*PARTS OF THE EXERCISE:*
(1) Copy the passage on microbial metabolomics word for word, from "Figure 4: The" up to and including "and biological explanation.".
(2) According to the passage on microbial metabolomics, what two aspects did the review first use to summarize the research progress and application of microbial metabolomics?

Data processing and analysis

Data processing and analysis are the key processes in metabolomics research, and the main steps of microbial metabolomics data preprocessing and analysis are shown in Fig. 4. Consistent with metabolomics, data processing and analysis are briefly introduced in this review. It is necessary to pre-process the original data to eliminate the interference factors. Data processing generally includes noise elimination, baseline correction, peak alignment, binning, peak identification, normalization, and data scaling (Li et al., 2018c; Liggi et al., 2018; Montenegro-Burke et al., 2017). At present, a large number of software can pre-process the original data obtained by MS into two-dimensional data tables, such as MZmine, XCMS, and METIDEA (Myers et al., 2017). Many instrument companies have developed their proprietary software, such as Marker Lynx (Waters), Progenesis QI (Waters), Mass Profiler (Agilent), MarkerView (Applied Biosystems/MDS SCIEX), and ThermoFisher Science (Marzouki et al., 2011; Tulipani et al., 2011). Table 1 shows the main microbial metabolomics data processing and analysis software/websites. The pre-processed data need multivariate statistical analysis and bioinformatics analysis, such as PCA, and partial least squares discriminant analysis, to obtain effective information, identify biomarkers, metabolic pathways, etc. (Li et al., 2018b). Metabolic pathway analysis is helpful to understand the interaction between metabolites and exploring gene expression data to complete functional genomics research.

Figure 4: The main steps of microbial metabolomics data preprocessing and analysis. The main data processing procedures include: data acquisition, data pre-processing, data and statistical analysis, and biological explanation.

However, microbial metabolomics still faces serious problems in signal processing and data analysis, which pose a great challenge in its research. To effectively eliminate the undesirable signal fluctuations introduced by environmental, instrumental, and biological factors, it is necessary to develop new methods for the optimization of metabolomics signaling systems and to tailor optimal data analysis strategies for different omics studies. In response to the above problems, some researchers have established a new method for metabolomics data processing based on machine learning and parallel computing for optimizing omics signal processing strategies (Fu et al., 2021). This method can quickly optimize the best-performing omics data processing flow based on the metabolomics raw data given by the user by scanning the existing massive signal processing flow on a large scale. This approach enables data processing for “time-series” and “multi-taxonomic” metabolomics problems common to the field of microbiology.

Applications of microbial metabolomics

Microbial metabolomics is a discipline that combines bioinformatics and systematic microbiology. It is not only helpful in exploring the relationship between species but also a reliable analytical tool for the study of microbial evolution and development dynamics. As shown in Fig. 5, this review first summarized the research progress and application of microbial metabolomics from two aspects, probiotics and pathogenic bacteria. Because probiotics and pathogenic bacteria do not exist independently most of the time, we reviewed the research on the coexistence of probiotics and pathogenic bacteria. The research is subdivided into important microbial research fields closely related to human health, and the research progress and application of microbial metabolomics in the human gut, oral cavity, food and, nutrition-related microorganisms were reviewed. The recent progress and application of microbial metabolomics are discussed herein.

Collected data:

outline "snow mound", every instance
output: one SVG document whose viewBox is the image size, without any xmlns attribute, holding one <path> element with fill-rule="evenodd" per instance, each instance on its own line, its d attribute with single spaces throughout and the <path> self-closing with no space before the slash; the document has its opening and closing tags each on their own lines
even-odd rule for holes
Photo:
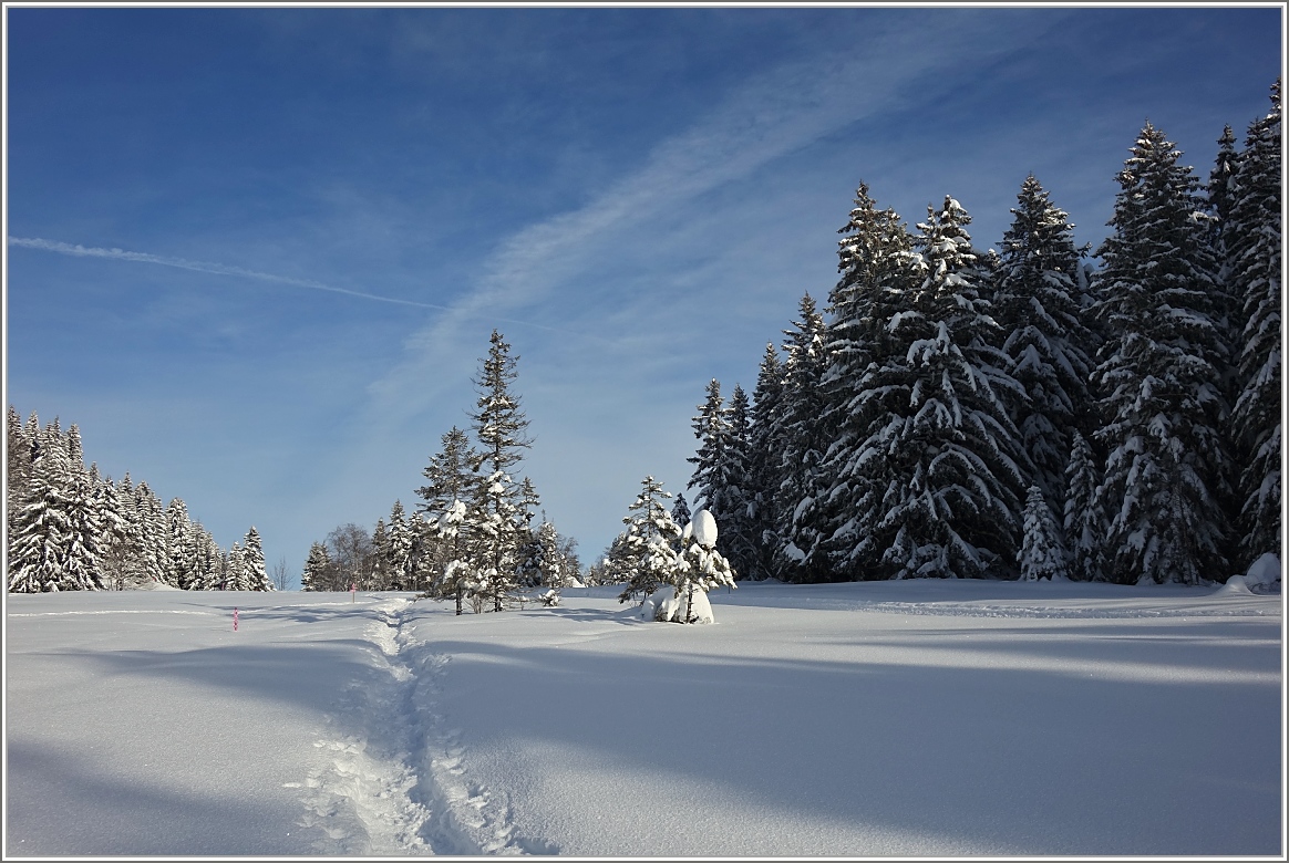
<svg viewBox="0 0 1289 863">
<path fill-rule="evenodd" d="M 693 541 L 699 545 L 714 549 L 717 545 L 717 520 L 705 509 L 693 514 L 690 524 L 693 526 Z"/>
<path fill-rule="evenodd" d="M 675 587 L 663 587 L 644 599 L 644 604 L 641 605 L 641 617 L 659 623 L 683 623 L 686 605 L 690 605 L 690 602 L 684 594 L 677 596 Z M 706 591 L 697 587 L 693 589 L 693 603 L 688 611 L 693 614 L 696 623 L 717 622 Z"/>
<path fill-rule="evenodd" d="M 1214 596 L 1221 596 L 1223 594 L 1244 594 L 1249 595 L 1253 591 L 1249 590 L 1249 585 L 1244 576 L 1231 576 L 1226 580 L 1226 583 L 1217 589 Z"/>
<path fill-rule="evenodd" d="M 1276 583 L 1280 581 L 1280 558 L 1270 551 L 1266 553 L 1253 562 L 1249 572 L 1243 576 L 1243 581 L 1254 593 L 1275 593 Z"/>
</svg>

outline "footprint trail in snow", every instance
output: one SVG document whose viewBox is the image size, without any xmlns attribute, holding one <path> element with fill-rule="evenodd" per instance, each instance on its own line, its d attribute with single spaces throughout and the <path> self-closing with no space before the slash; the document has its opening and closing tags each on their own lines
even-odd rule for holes
<svg viewBox="0 0 1289 863">
<path fill-rule="evenodd" d="M 410 599 L 387 599 L 363 630 L 376 674 L 354 681 L 315 742 L 325 760 L 303 783 L 300 824 L 331 855 L 552 853 L 514 835 L 509 802 L 472 782 L 460 734 L 446 725 L 442 679 L 450 657 L 403 632 Z"/>
</svg>

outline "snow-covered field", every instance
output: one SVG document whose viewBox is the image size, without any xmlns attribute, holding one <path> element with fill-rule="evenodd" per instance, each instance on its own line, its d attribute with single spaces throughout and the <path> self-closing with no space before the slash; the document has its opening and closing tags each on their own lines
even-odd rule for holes
<svg viewBox="0 0 1289 863">
<path fill-rule="evenodd" d="M 614 594 L 10 595 L 6 855 L 1284 854 L 1279 595 Z"/>
</svg>

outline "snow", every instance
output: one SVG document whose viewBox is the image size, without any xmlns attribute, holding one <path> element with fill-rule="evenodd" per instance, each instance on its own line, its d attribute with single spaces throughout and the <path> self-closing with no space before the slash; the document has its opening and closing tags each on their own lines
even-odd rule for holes
<svg viewBox="0 0 1289 863">
<path fill-rule="evenodd" d="M 6 855 L 1284 853 L 1280 595 L 619 590 L 9 595 Z"/>
<path fill-rule="evenodd" d="M 708 549 L 714 549 L 717 545 L 717 520 L 712 513 L 700 509 L 690 518 L 690 523 L 693 526 L 693 541 Z"/>
<path fill-rule="evenodd" d="M 1249 565 L 1244 581 L 1252 589 L 1270 590 L 1280 581 L 1280 558 L 1272 553 L 1266 553 Z"/>
</svg>

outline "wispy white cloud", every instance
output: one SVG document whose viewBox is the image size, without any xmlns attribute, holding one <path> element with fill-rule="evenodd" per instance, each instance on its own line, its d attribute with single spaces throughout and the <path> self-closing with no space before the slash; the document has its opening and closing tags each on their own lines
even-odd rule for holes
<svg viewBox="0 0 1289 863">
<path fill-rule="evenodd" d="M 409 305 L 418 309 L 433 309 L 437 312 L 452 312 L 455 314 L 483 314 L 485 309 L 477 307 L 473 309 L 463 309 L 456 305 L 441 305 L 437 303 L 422 303 L 419 300 L 405 300 L 396 296 L 382 296 L 380 294 L 371 294 L 370 291 L 354 291 L 348 287 L 336 287 L 335 285 L 326 285 L 324 282 L 315 281 L 312 278 L 298 278 L 295 276 L 280 276 L 277 273 L 264 273 L 255 269 L 246 269 L 245 267 L 233 267 L 231 264 L 219 264 L 214 261 L 205 260 L 188 260 L 186 258 L 173 258 L 168 255 L 153 255 L 146 251 L 128 251 L 125 249 L 99 249 L 94 246 L 81 246 L 79 243 L 61 242 L 57 240 L 43 240 L 40 237 L 8 237 L 10 246 L 19 246 L 22 249 L 36 249 L 40 251 L 49 251 L 57 255 L 71 255 L 73 258 L 107 258 L 111 260 L 126 260 L 137 264 L 155 264 L 157 267 L 173 267 L 175 269 L 187 269 L 195 273 L 210 273 L 213 276 L 229 276 L 235 278 L 250 278 L 260 282 L 273 282 L 277 285 L 290 285 L 293 287 L 304 287 L 311 291 L 326 291 L 329 294 L 343 294 L 344 296 L 354 296 L 362 300 L 375 300 L 376 303 L 392 303 L 394 305 Z M 523 321 L 519 318 L 499 318 L 496 316 L 489 316 L 490 319 L 503 321 L 505 323 L 514 323 L 523 327 L 536 327 L 539 330 L 547 330 L 556 334 L 563 335 L 581 335 L 570 334 L 567 330 L 559 327 L 547 326 L 544 323 L 535 323 L 532 321 Z"/>
<path fill-rule="evenodd" d="M 1048 17 L 1043 24 L 1051 27 L 1054 19 Z M 498 243 L 469 292 L 407 340 L 405 362 L 376 381 L 373 393 L 391 410 L 416 412 L 418 402 L 432 397 L 424 388 L 428 371 L 456 362 L 470 348 L 477 352 L 477 344 L 461 344 L 467 318 L 504 321 L 499 313 L 513 316 L 523 308 L 540 314 L 544 305 L 561 309 L 565 319 L 576 317 L 579 310 L 570 304 L 576 290 L 568 291 L 570 286 L 586 269 L 612 259 L 615 247 L 651 242 L 664 224 L 674 231 L 703 194 L 749 178 L 826 135 L 926 100 L 951 86 L 963 64 L 987 64 L 1022 41 L 1018 32 L 1032 35 L 1034 28 L 1035 19 L 1023 14 L 986 19 L 945 12 L 918 28 L 873 31 L 848 52 L 808 57 L 751 76 L 700 122 L 654 146 L 635 170 L 580 209 L 531 224 Z M 637 339 L 616 344 L 624 348 L 628 341 Z"/>
<path fill-rule="evenodd" d="M 126 251 L 124 249 L 97 249 L 93 246 L 73 245 L 70 242 L 59 242 L 55 240 L 41 240 L 39 237 L 9 237 L 8 242 L 10 246 L 21 246 L 23 249 L 39 249 L 40 251 L 52 251 L 58 255 L 72 255 L 75 258 L 110 258 L 112 260 L 128 260 L 137 264 L 156 264 L 159 267 L 173 267 L 175 269 L 187 269 L 195 273 L 210 273 L 214 276 L 233 276 L 238 278 L 253 278 L 260 282 L 276 282 L 278 285 L 291 285 L 293 287 L 305 287 L 312 291 L 344 294 L 345 296 L 357 296 L 363 300 L 375 300 L 378 303 L 393 303 L 396 305 L 411 305 L 420 309 L 438 309 L 441 312 L 450 310 L 450 307 L 446 305 L 436 305 L 433 303 L 419 303 L 416 300 L 402 300 L 394 296 L 380 296 L 379 294 L 370 294 L 367 291 L 353 291 L 347 287 L 335 287 L 334 285 L 324 285 L 322 282 L 316 282 L 311 278 L 295 278 L 294 276 L 277 276 L 275 273 L 262 273 L 259 270 L 246 269 L 244 267 L 231 267 L 228 264 L 217 264 L 205 260 L 188 260 L 186 258 L 170 258 L 166 255 L 153 255 L 146 251 Z"/>
</svg>

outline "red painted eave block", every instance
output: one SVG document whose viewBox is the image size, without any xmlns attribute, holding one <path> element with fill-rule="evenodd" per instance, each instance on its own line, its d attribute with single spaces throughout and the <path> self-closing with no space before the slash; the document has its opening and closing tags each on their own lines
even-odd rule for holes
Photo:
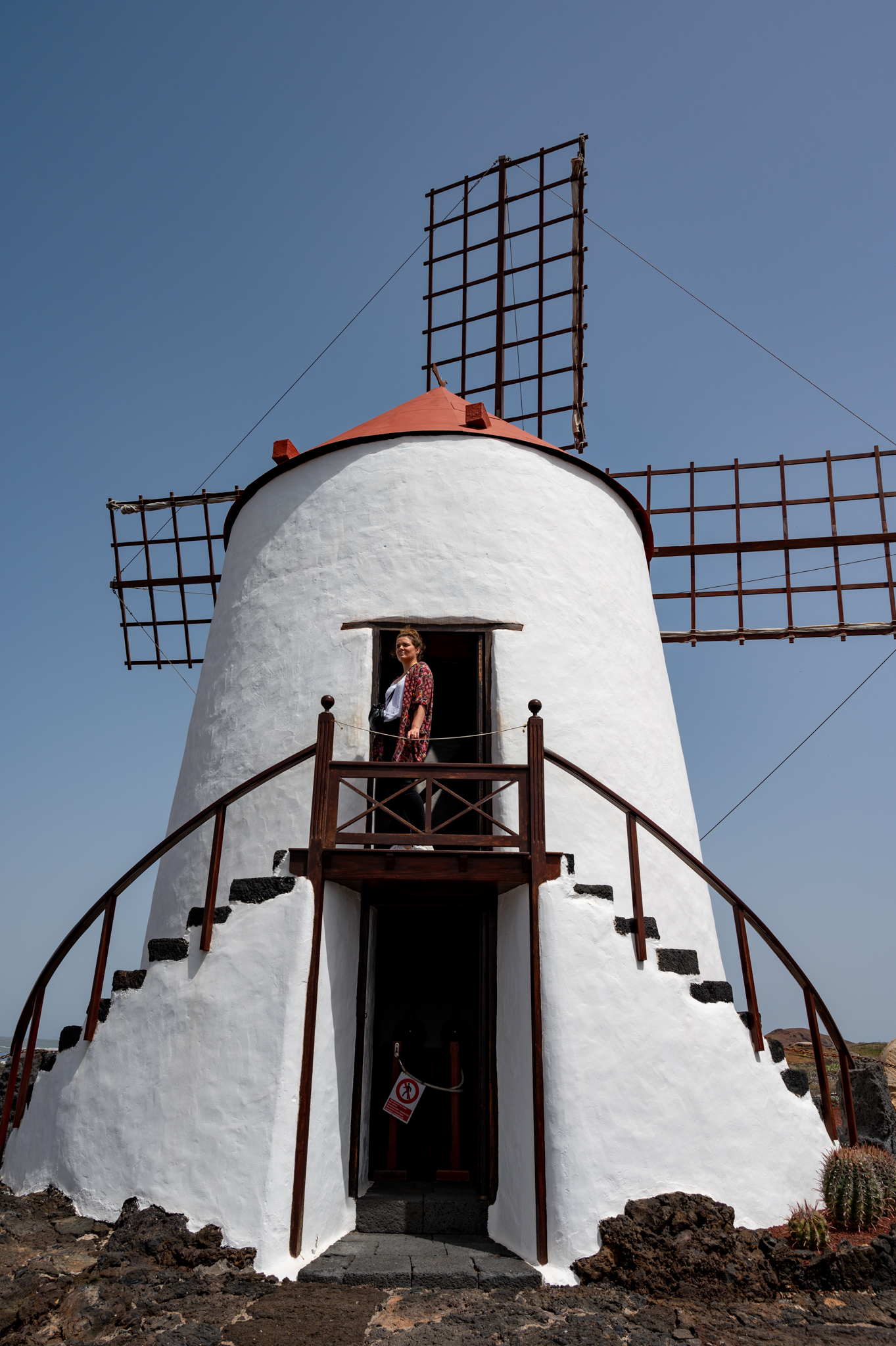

*RESPONSES IN ORDER:*
(1)
Figure 4: The main steps of microbial metabolomics data preprocessing and analysis. The main data processing procedures include: data acquisition, data pre-processing, data and statistical analysis, and biological explanation.

(2) Probiotics and pathogenic bacteria.